_Problem statement_
Below are some records; repeat them all exactly, minus the pictures.

§ §

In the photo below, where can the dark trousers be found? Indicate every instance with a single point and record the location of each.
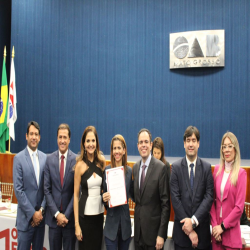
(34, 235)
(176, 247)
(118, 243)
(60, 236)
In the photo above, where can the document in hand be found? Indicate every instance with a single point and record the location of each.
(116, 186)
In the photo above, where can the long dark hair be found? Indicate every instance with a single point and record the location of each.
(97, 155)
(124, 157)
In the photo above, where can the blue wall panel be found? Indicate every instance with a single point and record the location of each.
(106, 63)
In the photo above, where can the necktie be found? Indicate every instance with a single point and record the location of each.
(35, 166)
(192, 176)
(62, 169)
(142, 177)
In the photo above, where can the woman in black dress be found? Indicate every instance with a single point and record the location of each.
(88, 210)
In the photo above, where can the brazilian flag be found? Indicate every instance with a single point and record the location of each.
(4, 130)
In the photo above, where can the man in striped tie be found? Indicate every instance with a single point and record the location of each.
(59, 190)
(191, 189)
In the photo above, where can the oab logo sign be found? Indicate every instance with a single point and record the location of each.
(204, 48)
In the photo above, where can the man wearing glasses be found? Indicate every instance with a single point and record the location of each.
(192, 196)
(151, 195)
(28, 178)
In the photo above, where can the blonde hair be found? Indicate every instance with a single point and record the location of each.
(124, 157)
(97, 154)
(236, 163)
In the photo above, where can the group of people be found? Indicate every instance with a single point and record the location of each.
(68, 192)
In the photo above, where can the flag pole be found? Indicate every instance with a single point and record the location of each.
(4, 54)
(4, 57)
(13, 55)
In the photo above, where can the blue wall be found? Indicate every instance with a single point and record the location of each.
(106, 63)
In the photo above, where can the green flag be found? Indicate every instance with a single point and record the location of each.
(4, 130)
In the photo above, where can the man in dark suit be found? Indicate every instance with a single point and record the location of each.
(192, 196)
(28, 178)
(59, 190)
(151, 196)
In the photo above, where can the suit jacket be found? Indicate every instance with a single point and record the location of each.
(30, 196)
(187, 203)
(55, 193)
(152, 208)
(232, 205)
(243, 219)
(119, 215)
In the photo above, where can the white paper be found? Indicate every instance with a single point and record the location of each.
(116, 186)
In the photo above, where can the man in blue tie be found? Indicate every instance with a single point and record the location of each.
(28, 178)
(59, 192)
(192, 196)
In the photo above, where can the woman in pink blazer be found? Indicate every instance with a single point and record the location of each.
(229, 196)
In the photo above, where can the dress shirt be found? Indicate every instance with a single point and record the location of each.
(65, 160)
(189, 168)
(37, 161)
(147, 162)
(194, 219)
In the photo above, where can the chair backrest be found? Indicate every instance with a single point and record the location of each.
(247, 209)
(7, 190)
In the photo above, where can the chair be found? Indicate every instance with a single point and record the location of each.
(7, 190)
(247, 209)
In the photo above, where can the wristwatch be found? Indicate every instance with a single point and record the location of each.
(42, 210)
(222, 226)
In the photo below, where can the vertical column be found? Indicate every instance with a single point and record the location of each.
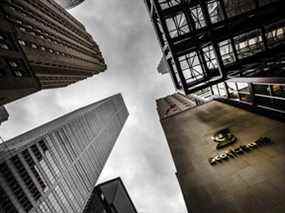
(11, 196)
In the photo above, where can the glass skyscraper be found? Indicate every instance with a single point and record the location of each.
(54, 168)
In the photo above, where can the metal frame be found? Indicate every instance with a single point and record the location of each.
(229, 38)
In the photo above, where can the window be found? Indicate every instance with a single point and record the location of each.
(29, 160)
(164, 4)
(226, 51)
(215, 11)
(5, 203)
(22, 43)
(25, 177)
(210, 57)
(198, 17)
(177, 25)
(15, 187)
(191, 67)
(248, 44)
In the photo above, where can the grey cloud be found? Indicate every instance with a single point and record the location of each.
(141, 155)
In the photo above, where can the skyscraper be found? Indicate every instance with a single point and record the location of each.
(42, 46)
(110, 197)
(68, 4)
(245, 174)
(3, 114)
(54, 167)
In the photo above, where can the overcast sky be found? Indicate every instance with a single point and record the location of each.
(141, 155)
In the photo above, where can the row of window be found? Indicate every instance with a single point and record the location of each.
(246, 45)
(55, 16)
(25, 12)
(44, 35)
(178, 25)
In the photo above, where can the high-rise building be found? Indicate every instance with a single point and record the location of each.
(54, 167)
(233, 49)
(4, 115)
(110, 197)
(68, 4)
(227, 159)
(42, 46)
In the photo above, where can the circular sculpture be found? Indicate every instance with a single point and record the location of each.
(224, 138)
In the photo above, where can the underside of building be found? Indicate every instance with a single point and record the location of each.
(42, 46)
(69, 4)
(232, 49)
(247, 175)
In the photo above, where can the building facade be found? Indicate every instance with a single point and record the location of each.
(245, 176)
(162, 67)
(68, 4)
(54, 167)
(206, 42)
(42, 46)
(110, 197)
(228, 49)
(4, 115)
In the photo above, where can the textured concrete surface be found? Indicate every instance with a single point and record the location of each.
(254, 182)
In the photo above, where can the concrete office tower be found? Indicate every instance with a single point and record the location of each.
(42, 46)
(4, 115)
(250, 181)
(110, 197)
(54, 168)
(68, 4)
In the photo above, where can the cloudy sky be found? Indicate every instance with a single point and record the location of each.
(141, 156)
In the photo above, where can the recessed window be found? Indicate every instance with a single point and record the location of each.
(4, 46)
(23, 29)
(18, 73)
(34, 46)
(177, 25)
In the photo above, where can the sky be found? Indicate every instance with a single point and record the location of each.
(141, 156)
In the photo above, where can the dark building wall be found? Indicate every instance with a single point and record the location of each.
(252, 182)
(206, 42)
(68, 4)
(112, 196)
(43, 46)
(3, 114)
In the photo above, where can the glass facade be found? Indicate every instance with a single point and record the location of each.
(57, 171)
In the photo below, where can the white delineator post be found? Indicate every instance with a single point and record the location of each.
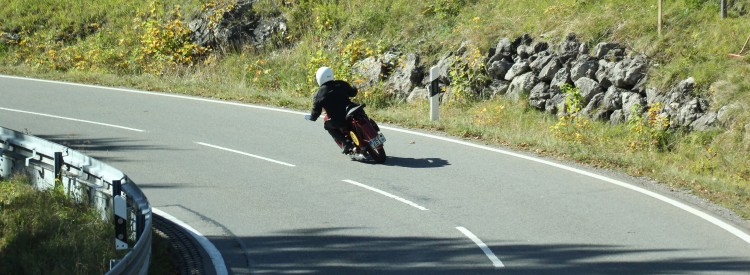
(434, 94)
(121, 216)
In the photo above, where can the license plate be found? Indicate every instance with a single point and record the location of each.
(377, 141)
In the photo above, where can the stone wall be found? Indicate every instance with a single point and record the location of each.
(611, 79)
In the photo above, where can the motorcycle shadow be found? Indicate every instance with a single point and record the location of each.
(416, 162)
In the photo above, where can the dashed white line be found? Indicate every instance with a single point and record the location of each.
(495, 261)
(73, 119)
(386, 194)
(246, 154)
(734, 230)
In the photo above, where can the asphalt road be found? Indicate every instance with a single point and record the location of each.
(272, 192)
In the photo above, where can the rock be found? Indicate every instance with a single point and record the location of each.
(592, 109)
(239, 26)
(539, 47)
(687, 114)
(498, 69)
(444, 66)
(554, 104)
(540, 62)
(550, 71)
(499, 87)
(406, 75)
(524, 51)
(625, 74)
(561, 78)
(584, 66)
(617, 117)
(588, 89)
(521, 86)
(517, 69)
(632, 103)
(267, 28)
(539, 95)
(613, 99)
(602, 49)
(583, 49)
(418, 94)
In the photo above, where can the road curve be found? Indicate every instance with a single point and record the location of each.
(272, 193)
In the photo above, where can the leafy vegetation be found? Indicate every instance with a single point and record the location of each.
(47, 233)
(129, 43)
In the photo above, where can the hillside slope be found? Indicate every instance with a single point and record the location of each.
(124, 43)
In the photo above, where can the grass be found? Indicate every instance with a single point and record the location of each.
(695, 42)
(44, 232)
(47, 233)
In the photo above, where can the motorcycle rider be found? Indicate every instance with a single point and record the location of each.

§ §

_Task result_
In the photo below, where can the dark trousers be found? Indicate every instance with a single point and record the location of each.
(34, 235)
(176, 247)
(118, 243)
(60, 236)
In the photo above, where can the document in hand be found? Indicate every instance with a single point and record the location of each.
(116, 186)
In the photo above, where can the long dark hair be found? Indicate every instance with a single point and record the location of each.
(97, 155)
(124, 157)
In the photo above, where can the blue wall panel be found? Indicate every instance with a single point and record the location of each.
(106, 63)
In the photo above, where can the necktie be found? Indicate every instance with a single point and record the location of each.
(35, 166)
(192, 176)
(62, 169)
(142, 177)
In the photo above, where can the woman in black dress be found? Indicate every instance with a single point and record the location of each.
(88, 210)
In the photo above, where can the brazilian flag be found? Indicate every instance with a single point and record the location of each.
(4, 130)
In the photo above, where can the man in striped tie be found? Indicate every instance with a single point and record the location of each.
(59, 190)
(191, 189)
In the photo above, where can the oab logo sign be found? Indicate every instance with a single point and record the location of each.
(204, 48)
In the photo above, where can the man wearing glasses be found? Indicate every instance with a single point and record the location of each.
(192, 196)
(151, 195)
(28, 178)
In the photo above, where can the blonde hair be found? Indicate every instance with a single point and record the location of each.
(124, 157)
(97, 154)
(236, 163)
In the photo above, where can the group of people be found? Indicate every instance with a single point and record the location of each.
(68, 192)
In the photo above, where can the flag pole be found? Indicate every instance with a single point and record the location of each.
(4, 54)
(4, 57)
(13, 55)
In the photo above, where can the blue wall be found? Indicate every instance with a single point and record the location of each.
(106, 63)
In the photo above, where can the green flag be found? Indicate every instance with a single point and record the location of each.
(4, 130)
In the photo above, where can the man in dark suit be found? Indicate every instance with a single point and record the location of each.
(192, 196)
(28, 178)
(59, 190)
(151, 196)
In the photo above, where can the suit jacket be found? Indicate every instance with a single point and record the location of each.
(30, 196)
(187, 203)
(55, 193)
(152, 208)
(232, 205)
(243, 219)
(119, 215)
In the photo above, where can the white paper be found? Indicate every instance with a single point and record the location of each.
(116, 186)
In the photo above, where can the man in blue tie be found? Indicate every instance with a single point and record the location of each.
(28, 178)
(59, 192)
(192, 196)
In the photo above, where can the woman in pink blazer be found? Indicate every instance with a single point and record the location of each.
(229, 196)
In the photo above, where can the dress shirt be found? Indicate every instance with a single point and record the location of each.
(65, 160)
(189, 168)
(37, 161)
(147, 162)
(194, 219)
In the photo above, where can the chair backrest be found? Indicate every instance with a single point and record the location of each.
(247, 209)
(7, 190)
In the photo above, where can the chair be found? Indicate every instance with a single point and record the location of each.
(7, 190)
(247, 209)
In the photo above, where can the wristwatch be found? Indicate every instance with a single point and record the location of each.
(42, 210)
(222, 226)
In the photo below, where can the vertical column be found? Indicate every instance with a single point and record the location of each.
(11, 196)
In the photo above, where can the glass skyscraper be found? Indicate every instance with a single point and record the location of each.
(54, 168)
In the photo above, where can the metal frame be found? Indicate every instance with a single point and record the location of each.
(229, 38)
In the photo above, where can the window be found? Indicate every instance with a single point and record the location of each.
(29, 160)
(164, 4)
(226, 51)
(215, 11)
(5, 203)
(22, 43)
(25, 177)
(210, 57)
(198, 17)
(177, 25)
(15, 187)
(191, 67)
(248, 44)
In the photo above, where can the grey cloud be found? Indicate every instance with a single point and record the location of each.
(141, 155)
In the photo above, where can the skyscraper be found? Indicate every instance with a single point and record the location of each.
(42, 46)
(110, 197)
(68, 4)
(245, 174)
(3, 114)
(54, 167)
In the photo above, where can the overcast sky be found? Indicate every instance with a single point and record the location of each.
(141, 155)
In the photo above, where can the row of window be found? Indicate every instance with a single point and record the location of each.
(246, 45)
(55, 16)
(25, 12)
(44, 35)
(178, 25)
In the photo above, where can the high-rise building be found? Indicate every instance with a single point and record the location of each.
(54, 167)
(233, 49)
(4, 115)
(110, 197)
(68, 4)
(227, 159)
(42, 46)
In the photo above, where can the circular sculpture be found? Indicate every instance with a single point and record the location of each.
(224, 138)
In the photo above, where can the underside of building be found? Indicate every instance with a single point and record the location of each.
(42, 46)
(69, 4)
(232, 49)
(247, 175)
In the photo above, where can the building facade be found? Indicate every instance with a single point and record the location of each.
(245, 176)
(162, 67)
(68, 4)
(54, 167)
(206, 42)
(42, 46)
(110, 197)
(228, 49)
(4, 115)
In the photo above, where can the textured concrete surface be found? Indicate every instance with a single point and record the location of each.
(254, 182)
In the photo above, where can the concrete office tower be found? Indicate every instance with a single point and record the location of each.
(42, 46)
(4, 115)
(250, 181)
(110, 197)
(54, 168)
(68, 4)
In the photo above, where can the cloudy sky be found? Indicate every instance with a single point and record the location of each.
(141, 156)
In the photo above, where can the recessed window be found? Indicate every instance with a single point and record the location of each.
(4, 46)
(23, 29)
(18, 73)
(34, 46)
(177, 25)
In the photo above, where can the sky be found? Indicate every instance with a single point and record the location of each.
(141, 156)
In the photo above, where can the dark building wall be found? Indicate every instance with a single point and record the location of each.
(252, 182)
(206, 42)
(68, 4)
(112, 196)
(43, 46)
(3, 114)
In the photo above, where can the glass facade be found? Indicate every instance with a single point and record the location of each.
(57, 171)
In the photo below, where can the white delineator post be found? Indicate every instance with a single point and record the location of each.
(434, 94)
(121, 216)
In the photo above, where can the license plate be found? Indicate every instance with a single point and record the location of each.
(377, 141)
In the photo above, where can the stone wall be found? Indicate every instance with a single point and record the location of each.
(611, 79)
In the photo above, where can the motorcycle shadow be found? Indicate every instance with a single point and record the location of each.
(416, 162)
In the photo above, where can the dashed white line be found? Indicate every instance with a single point and record the location of each.
(495, 261)
(73, 119)
(386, 194)
(246, 154)
(734, 230)
In the photo above, where can the asphalt road be found? Indicate every instance with a single point and record the location of each.
(272, 192)
In the photo above, where can the rock be found? Indicate every instance with a single point and record the location of each.
(592, 109)
(239, 26)
(539, 47)
(687, 114)
(498, 69)
(444, 66)
(554, 104)
(540, 62)
(550, 71)
(499, 87)
(406, 75)
(524, 51)
(625, 74)
(561, 78)
(584, 66)
(617, 117)
(588, 89)
(521, 86)
(517, 69)
(632, 103)
(267, 28)
(539, 95)
(613, 99)
(602, 49)
(583, 49)
(418, 94)
In the photo above, where can the road curve be found? Indicate every instance with a single point and record the location of each.
(272, 193)
In the photo above, where can the leafy vegetation be found? Indicate every instance with a single point and record the location of each.
(47, 233)
(129, 43)
In the photo above, where can the hillside slope be found? Indicate every instance with a single point and record the location of each.
(124, 43)
In the photo above, where can the grass be found? Indicate every instance with a single point and record the location of each.
(695, 42)
(44, 232)
(47, 233)
In the photo above, where can the motorcycle rider be found? Indicate every instance with a single point and record the location of each.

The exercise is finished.